▶ **Supplied text**
________________

I love the Academy Awards and last year I realized how few of the “Best Picture” winners I’d actually seen. So I made it a goal to see all 83 winners and blog my thoughts about them along the way.

Why did it win? Should another movie have won instead? Has it become a beloved classic or do many of you not even recognize the title? I invite you, my friends and guests, to comment along with me. Do you agree/disagree? I should be fair and place a SPOLIER ALERT on this blog since I’ll be writing about various parts of the movie. So read at your own risk…

I have often told people that I have movie amnesia… I can see a movie and forget all about it years later. So for that reason, I am re-watching the 27 I’ve seen before. That said, if no one visits or reads my blog and I basically perform the online equivalent of talking to a brick wall, that’s fine; if for nothing else, it’ll be my own reminder. Enjoy!

And the Oscar goes to…


Sunday, June 17, 2012

A Man for All Seasons, 1966










Rated G

I would bet this is one of the most unrecognizable Best Picture winners, and yet I’d seen it before. In the summer of 2006, I was hired as a Kindergarten teacher at St. Thomas More Catholic School in San Francisco. Wanting to know a bit more about the man from the 16th century whose namesake I would be honored to teach under, I was recommended this film by my dad. I’ll be honest and say it is not the most riveting film, but being Catholic myself, I found great interest in it.

King Henry VIII wants to have a son (to secure an heir to the throne) and his current wife, the Queen, is barren. He has taken up a mistress who “is fertile” and therefore requests a divorce so he can marry her. Now that is against Catholic teaching. The Pope, did however, grant him a dispensation allowing him to marry his brother’s widow “for state reasons” (ensuring him a child) but the King does not want that… apparently he’s also in love with his mistress.

Sir Thomas More (now a saint) is a very respectable and respected member of the King’s Council and a staunch believer and follower of the Church’s teachings. Therefore, he personally discourages the King to seek divorce. The rest of the Council is displeased with STM for not acquiescing to the King… can’t he go along with it like the others to make the King happy? The Cardinal, specifically, reprimands him for being the only member opposing the divorce and making it “a matter of conscience”; if he could only look at the “common sense” instead of “through his moral squint”. Ouch.


In short, Sir Thomas More resigns as Chancellor in attempt to keep the peace by keeping his mouth shut, but his stubborn refusal to give his approval results in his confinement in prison and eventual beheading. This was obviously during a time when there was no separation between Church and State. It was very important that the royalty be supported by the Church. Further, a marriage was not something that could be dissolved by common-law courts since it was an institution granted by the Church. Since the founding of America, there has been this separation of Church and State for us, but I can’t help but wish we were somehow held responsible to a good moral compass.

________________

Dataset entries:
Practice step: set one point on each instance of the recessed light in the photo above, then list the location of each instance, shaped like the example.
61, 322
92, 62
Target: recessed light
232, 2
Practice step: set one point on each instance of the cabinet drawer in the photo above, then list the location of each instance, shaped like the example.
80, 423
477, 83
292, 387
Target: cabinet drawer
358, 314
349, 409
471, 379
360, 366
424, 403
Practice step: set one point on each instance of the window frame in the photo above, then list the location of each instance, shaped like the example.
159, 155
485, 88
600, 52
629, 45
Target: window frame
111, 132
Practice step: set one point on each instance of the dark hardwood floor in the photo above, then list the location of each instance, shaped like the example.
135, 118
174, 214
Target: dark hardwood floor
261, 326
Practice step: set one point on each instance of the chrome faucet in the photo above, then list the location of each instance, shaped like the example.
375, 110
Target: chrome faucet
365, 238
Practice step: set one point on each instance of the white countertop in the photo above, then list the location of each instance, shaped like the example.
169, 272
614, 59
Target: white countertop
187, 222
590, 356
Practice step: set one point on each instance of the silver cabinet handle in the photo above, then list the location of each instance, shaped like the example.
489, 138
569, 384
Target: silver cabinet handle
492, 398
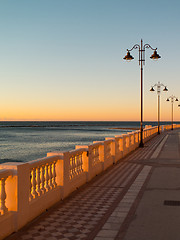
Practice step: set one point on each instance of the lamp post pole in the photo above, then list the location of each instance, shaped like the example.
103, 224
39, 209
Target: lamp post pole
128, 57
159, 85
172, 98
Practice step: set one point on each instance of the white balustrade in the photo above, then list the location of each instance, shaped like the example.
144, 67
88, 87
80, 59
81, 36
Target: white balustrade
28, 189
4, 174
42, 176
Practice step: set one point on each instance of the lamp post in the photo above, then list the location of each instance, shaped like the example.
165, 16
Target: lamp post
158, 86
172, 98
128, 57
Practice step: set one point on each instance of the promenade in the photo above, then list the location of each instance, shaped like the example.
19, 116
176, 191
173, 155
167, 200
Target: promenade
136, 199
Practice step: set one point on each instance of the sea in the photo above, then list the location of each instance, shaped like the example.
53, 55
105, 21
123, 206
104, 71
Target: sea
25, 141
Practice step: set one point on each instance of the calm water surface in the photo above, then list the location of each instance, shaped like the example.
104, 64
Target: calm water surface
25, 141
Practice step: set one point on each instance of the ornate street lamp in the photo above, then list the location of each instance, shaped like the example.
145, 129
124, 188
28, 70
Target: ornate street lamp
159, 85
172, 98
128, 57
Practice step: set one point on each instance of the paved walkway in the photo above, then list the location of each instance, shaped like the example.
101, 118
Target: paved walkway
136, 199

________________

▶ **Directives**
A: Answer these from the blog post:
(i) How many Best Picture winners does the writer set out to see?
(ii) What rating is listed for A Man for All Seasons?
(iii) At which school was the writer hired as a Kindergarten teacher in the summer of 2006?
B: List every phrase that the blog post puts inside quotation marks.

▶ **Solutions to the problems**
A:
(i) All 83 winners.
(ii) Rated G.
(iii) St. Thomas More Catholic School in San Francisco.

B:
"Best Picture"
"is fertile"
"for state reasons"
"a matter of conscience"
"common sense"
"through his moral squint"